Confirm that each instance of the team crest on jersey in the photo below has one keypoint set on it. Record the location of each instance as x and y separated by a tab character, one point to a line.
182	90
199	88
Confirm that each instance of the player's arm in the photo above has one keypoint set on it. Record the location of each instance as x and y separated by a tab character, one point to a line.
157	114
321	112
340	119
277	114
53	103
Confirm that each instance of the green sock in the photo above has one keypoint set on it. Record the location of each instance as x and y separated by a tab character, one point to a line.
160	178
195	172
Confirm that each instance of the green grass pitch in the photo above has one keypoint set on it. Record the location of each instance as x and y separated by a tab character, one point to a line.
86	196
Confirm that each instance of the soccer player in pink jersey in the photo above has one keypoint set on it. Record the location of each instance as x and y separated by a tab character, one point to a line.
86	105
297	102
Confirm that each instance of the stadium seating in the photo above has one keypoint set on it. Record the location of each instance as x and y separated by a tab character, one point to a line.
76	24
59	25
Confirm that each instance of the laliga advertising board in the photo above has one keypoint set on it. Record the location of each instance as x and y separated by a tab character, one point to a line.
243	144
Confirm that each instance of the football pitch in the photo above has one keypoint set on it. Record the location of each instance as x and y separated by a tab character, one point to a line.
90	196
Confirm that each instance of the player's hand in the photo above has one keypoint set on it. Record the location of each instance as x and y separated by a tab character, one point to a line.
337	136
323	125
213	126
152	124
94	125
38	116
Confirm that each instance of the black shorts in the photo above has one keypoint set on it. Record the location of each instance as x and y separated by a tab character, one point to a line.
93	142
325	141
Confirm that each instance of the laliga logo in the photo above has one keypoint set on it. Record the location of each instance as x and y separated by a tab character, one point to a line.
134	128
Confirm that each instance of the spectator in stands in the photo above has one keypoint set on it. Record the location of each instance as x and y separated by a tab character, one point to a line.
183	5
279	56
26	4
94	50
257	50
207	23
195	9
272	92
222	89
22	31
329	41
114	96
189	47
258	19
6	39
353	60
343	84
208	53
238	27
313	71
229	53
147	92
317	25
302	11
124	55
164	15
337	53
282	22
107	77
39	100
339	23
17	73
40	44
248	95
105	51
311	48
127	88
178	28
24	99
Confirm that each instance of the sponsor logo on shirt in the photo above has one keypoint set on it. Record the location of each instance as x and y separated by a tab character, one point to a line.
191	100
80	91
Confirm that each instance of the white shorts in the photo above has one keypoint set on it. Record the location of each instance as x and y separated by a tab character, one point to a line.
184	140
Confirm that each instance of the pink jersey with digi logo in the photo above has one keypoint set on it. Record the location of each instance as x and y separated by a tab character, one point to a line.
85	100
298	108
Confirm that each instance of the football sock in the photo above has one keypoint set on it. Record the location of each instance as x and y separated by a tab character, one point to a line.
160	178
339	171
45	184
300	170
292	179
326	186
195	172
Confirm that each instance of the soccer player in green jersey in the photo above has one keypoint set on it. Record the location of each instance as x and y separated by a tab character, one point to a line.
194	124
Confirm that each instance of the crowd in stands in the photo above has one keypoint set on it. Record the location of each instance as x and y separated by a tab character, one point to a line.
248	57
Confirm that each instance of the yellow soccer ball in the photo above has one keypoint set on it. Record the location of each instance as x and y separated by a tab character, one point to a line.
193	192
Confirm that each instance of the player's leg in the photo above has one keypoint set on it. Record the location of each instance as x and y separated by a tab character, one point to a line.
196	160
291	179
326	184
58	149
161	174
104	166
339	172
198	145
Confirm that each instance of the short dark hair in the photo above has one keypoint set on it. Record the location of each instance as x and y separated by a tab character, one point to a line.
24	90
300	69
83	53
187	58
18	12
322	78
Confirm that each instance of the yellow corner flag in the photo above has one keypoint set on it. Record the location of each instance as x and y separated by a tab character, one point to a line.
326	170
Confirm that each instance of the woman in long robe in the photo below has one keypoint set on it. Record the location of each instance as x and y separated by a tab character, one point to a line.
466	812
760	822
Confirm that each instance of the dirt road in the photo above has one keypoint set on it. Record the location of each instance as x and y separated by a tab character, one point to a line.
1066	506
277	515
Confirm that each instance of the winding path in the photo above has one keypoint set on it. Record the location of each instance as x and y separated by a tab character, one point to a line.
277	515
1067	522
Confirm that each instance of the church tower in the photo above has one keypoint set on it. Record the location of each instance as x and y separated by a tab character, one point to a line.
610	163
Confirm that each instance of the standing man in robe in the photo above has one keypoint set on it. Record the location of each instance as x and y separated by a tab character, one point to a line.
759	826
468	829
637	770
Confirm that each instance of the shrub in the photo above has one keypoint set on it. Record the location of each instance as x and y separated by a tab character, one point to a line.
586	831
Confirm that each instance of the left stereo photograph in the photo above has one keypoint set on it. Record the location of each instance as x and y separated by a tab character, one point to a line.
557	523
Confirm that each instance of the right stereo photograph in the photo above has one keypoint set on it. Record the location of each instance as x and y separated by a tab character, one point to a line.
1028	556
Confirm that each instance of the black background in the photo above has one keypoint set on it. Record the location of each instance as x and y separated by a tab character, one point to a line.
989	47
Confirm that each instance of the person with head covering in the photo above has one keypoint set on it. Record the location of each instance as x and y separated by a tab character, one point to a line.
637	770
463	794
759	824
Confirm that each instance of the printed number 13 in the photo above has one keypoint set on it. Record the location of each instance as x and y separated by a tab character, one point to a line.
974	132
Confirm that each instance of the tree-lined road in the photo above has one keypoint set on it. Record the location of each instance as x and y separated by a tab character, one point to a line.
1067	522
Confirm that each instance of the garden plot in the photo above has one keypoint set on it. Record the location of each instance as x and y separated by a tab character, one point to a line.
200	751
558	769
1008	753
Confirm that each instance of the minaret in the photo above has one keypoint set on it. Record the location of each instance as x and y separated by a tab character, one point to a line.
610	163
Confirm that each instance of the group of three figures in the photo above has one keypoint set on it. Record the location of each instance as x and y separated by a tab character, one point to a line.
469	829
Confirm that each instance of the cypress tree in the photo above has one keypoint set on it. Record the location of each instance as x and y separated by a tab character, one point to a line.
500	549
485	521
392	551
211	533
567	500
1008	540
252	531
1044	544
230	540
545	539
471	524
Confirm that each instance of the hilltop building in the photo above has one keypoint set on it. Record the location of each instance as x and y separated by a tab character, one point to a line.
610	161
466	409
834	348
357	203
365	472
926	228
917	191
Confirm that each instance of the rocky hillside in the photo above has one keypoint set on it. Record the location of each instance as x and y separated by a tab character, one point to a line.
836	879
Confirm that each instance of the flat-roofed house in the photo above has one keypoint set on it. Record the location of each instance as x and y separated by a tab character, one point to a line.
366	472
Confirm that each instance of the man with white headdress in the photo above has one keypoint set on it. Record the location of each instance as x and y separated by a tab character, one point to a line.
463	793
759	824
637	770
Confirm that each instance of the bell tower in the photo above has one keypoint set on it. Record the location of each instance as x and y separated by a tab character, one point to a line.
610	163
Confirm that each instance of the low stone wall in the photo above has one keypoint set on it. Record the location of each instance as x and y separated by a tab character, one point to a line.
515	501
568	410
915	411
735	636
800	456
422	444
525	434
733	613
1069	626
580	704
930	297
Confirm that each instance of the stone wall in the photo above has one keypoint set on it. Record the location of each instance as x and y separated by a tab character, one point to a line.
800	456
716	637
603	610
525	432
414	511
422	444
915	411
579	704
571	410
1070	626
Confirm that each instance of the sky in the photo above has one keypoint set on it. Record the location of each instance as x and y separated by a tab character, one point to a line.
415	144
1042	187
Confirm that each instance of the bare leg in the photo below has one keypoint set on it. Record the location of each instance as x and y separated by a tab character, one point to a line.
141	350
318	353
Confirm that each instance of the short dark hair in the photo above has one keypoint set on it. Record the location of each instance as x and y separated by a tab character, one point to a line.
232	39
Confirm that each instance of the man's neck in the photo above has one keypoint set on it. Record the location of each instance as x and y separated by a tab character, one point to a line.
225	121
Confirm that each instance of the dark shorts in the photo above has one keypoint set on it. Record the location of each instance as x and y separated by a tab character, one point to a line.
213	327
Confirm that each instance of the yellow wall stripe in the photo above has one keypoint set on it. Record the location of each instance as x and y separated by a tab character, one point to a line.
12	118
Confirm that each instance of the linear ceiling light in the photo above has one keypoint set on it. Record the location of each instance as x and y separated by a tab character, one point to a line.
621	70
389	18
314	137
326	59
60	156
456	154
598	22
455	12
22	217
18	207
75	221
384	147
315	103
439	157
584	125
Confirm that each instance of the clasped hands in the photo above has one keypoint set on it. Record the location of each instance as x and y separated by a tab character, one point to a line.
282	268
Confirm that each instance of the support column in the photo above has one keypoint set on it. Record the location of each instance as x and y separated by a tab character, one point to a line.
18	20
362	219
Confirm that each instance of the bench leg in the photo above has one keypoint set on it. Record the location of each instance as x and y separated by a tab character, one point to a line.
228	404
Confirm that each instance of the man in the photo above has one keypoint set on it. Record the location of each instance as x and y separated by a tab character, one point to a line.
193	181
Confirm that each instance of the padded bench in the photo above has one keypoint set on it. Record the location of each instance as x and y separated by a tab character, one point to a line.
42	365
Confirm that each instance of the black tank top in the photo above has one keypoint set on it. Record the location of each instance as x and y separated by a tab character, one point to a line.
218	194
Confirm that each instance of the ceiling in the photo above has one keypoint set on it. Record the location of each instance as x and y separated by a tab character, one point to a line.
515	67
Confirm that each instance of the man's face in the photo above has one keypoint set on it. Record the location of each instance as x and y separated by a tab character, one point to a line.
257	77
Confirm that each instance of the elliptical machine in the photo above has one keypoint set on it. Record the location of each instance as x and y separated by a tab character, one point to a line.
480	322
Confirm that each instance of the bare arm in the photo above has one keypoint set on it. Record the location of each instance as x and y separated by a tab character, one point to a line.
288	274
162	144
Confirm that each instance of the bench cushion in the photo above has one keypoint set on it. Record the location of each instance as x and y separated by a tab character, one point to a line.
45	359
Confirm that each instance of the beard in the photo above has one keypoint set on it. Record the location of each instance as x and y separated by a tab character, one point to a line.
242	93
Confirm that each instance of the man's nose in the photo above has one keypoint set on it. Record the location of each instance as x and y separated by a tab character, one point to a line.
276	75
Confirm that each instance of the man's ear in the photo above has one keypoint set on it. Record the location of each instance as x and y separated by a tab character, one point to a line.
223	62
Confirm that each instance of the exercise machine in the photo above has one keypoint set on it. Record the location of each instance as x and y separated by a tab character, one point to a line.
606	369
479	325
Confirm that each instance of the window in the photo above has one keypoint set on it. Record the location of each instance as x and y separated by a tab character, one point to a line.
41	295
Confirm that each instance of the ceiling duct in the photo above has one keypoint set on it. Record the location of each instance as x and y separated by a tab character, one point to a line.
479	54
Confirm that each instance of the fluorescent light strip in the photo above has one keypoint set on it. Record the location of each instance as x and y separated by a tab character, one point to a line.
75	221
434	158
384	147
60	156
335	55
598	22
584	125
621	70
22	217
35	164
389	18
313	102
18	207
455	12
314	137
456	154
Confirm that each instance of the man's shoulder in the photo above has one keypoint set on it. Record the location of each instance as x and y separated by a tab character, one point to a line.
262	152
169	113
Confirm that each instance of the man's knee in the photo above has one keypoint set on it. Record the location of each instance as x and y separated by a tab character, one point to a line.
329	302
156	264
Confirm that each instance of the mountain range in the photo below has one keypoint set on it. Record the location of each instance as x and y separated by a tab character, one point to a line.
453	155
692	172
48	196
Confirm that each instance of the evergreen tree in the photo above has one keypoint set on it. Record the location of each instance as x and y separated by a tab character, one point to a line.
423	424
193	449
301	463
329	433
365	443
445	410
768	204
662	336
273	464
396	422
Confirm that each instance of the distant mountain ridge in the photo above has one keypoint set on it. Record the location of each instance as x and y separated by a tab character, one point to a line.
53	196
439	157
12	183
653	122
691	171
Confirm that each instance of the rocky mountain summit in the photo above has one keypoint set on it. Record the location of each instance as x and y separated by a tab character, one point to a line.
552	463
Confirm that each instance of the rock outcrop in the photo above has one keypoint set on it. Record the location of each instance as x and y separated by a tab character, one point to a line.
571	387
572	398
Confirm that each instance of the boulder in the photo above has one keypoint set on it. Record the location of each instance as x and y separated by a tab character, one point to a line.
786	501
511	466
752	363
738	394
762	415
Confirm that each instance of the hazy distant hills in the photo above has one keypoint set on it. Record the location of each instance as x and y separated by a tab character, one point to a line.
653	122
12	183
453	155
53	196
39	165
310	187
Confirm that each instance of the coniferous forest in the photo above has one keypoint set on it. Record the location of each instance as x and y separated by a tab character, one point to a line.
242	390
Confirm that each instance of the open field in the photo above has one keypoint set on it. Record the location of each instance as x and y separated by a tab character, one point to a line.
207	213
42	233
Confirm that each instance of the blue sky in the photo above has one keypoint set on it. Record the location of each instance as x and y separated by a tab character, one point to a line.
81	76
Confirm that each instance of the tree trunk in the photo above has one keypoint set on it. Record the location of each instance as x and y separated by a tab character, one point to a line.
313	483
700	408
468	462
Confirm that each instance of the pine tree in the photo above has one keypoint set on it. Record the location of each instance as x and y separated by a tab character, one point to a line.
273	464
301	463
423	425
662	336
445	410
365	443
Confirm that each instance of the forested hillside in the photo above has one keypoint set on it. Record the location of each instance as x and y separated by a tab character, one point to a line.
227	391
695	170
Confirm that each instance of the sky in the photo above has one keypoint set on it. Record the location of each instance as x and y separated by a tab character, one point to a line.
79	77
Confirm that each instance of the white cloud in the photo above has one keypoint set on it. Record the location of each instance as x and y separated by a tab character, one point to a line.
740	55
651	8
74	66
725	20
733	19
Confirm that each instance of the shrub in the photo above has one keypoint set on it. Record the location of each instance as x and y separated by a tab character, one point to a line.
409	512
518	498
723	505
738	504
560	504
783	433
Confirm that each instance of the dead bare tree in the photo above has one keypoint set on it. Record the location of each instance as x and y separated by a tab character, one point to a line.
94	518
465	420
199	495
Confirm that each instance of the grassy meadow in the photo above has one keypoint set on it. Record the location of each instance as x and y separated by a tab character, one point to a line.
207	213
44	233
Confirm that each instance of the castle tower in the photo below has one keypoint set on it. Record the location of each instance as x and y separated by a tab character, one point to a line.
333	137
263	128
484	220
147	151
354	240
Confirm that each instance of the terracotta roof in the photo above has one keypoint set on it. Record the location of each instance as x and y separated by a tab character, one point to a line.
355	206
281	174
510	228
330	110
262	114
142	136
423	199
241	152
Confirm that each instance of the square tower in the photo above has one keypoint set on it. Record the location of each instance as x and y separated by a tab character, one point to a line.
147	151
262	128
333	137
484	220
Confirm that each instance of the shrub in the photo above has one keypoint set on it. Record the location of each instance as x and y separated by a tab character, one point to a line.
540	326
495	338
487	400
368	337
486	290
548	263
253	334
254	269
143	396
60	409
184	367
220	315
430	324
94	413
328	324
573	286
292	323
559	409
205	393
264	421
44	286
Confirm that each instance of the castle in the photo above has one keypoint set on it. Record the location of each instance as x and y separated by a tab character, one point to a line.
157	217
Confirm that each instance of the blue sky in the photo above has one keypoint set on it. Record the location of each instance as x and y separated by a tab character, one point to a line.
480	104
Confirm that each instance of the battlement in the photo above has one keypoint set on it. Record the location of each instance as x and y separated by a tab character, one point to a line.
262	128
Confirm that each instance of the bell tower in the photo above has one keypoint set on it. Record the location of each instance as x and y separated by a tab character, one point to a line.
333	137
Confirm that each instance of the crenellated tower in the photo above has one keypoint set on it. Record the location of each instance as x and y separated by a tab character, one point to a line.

· · ·

AIM — Only the lines from the one containing "Confirm that each instance of the castle in" to the end of the data should be printed, exactly as they stand.

THE REPLY —
Confirm that each instance of the castle in the photo above has one keypoint set on it. Record the location of each instance as x and y separated by a tab character, one point to a line.
157	217
Confirm that each instance of the blue sky in the photo above has one keypoint set on it. Record the location of each instance as x and y separated by a tab character, one point to a line.
480	104
Confirm that each instance of the battlement in the photo above has one keypoint set on it. Record the location of each instance as x and y separated by a tab character, one point to a line.
262	128
Confirm that each instance of the bell tower in the photo above has one keypoint set on it. Record the location of each instance as x and y separated by a tab character, one point to a line.
333	137
Confirm that each instance of the crenellated tower in the photo above has one keypoint set on it. Record the location of each instance as x and y separated by a tab character, one point to a line.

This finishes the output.